Output every one of the following rows verbatim, with no characters added, dropped, or altered.

● **RAW DATA**
--- BEGIN ---

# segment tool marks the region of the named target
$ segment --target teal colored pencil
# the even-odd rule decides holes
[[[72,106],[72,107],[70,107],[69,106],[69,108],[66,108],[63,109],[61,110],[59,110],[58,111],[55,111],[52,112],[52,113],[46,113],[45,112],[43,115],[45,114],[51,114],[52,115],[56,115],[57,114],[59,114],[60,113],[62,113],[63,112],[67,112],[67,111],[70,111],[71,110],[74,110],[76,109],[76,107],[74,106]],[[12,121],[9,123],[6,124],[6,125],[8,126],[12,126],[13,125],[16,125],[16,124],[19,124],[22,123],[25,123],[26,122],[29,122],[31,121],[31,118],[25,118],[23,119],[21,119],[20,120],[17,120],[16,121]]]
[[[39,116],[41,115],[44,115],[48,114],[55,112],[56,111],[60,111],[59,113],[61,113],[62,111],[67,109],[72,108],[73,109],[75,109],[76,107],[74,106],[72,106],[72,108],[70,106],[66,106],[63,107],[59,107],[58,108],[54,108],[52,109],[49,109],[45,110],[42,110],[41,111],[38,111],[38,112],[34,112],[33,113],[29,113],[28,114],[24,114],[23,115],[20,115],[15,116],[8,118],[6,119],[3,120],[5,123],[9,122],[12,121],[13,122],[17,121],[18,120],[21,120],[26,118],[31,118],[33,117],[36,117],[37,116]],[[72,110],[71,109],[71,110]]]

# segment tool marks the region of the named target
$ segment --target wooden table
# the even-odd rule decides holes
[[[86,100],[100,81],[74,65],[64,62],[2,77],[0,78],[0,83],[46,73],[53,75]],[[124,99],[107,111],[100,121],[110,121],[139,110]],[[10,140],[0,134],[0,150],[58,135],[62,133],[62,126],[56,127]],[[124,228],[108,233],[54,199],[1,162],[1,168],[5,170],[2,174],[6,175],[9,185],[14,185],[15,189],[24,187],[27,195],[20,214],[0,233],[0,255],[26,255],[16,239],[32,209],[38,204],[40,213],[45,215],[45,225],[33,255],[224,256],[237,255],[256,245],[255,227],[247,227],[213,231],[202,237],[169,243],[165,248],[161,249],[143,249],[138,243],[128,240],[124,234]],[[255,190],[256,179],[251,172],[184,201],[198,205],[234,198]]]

--- END ---

● **CORRECT ANSWER**
# segment tool marks the region of the named target
$ segment --target teal colored pencil
# the even-odd rule decides holes
[[[72,106],[72,107],[70,107],[69,106],[69,108],[66,108],[63,109],[61,110],[59,110],[58,111],[55,111],[52,112],[52,113],[46,113],[45,112],[43,115],[45,114],[51,114],[52,115],[56,115],[57,114],[59,114],[60,113],[62,113],[63,112],[67,112],[67,111],[70,111],[71,110],[74,110],[76,109],[76,107],[74,106]],[[12,121],[9,123],[6,124],[6,125],[8,126],[12,126],[13,125],[16,125],[16,124],[19,124],[22,123],[25,123],[26,122],[29,122],[31,121],[31,118],[25,118],[23,119],[21,119],[20,120],[17,120],[16,121]]]
[[[39,116],[41,115],[44,115],[48,114],[55,112],[56,111],[60,111],[59,113],[61,113],[62,111],[67,109],[72,108],[73,109],[75,109],[76,107],[74,106],[72,106],[72,108],[70,106],[66,106],[63,107],[59,107],[58,108],[54,108],[52,109],[49,109],[45,110],[42,110],[41,111],[38,111],[38,112],[34,112],[33,113],[29,113],[28,114],[24,114],[23,115],[20,115],[15,116],[8,118],[6,119],[3,120],[5,123],[9,122],[12,121],[13,122],[17,121],[18,120],[21,120],[26,118],[31,118],[33,117],[36,117],[37,116]],[[72,110],[71,109],[71,110]]]

# segment tool marks the region of the named target
$ segment --target wooden table
# the even-odd rule decides holes
[[[86,100],[100,81],[74,65],[64,62],[2,77],[0,78],[0,83],[46,73],[53,75]],[[124,99],[107,111],[100,121],[110,121],[139,110]],[[10,140],[0,134],[0,150],[58,135],[62,133],[62,126],[56,127]],[[124,228],[108,233],[54,199],[1,162],[1,168],[5,170],[2,174],[6,175],[9,185],[14,185],[15,189],[24,187],[27,195],[20,214],[0,233],[0,255],[26,255],[16,239],[32,209],[38,204],[40,213],[45,215],[45,225],[33,255],[224,256],[237,255],[256,245],[255,227],[247,227],[213,231],[202,237],[169,243],[165,248],[161,249],[143,249],[138,243],[128,240],[124,234]],[[255,190],[256,179],[251,172],[184,201],[198,205],[234,198]]]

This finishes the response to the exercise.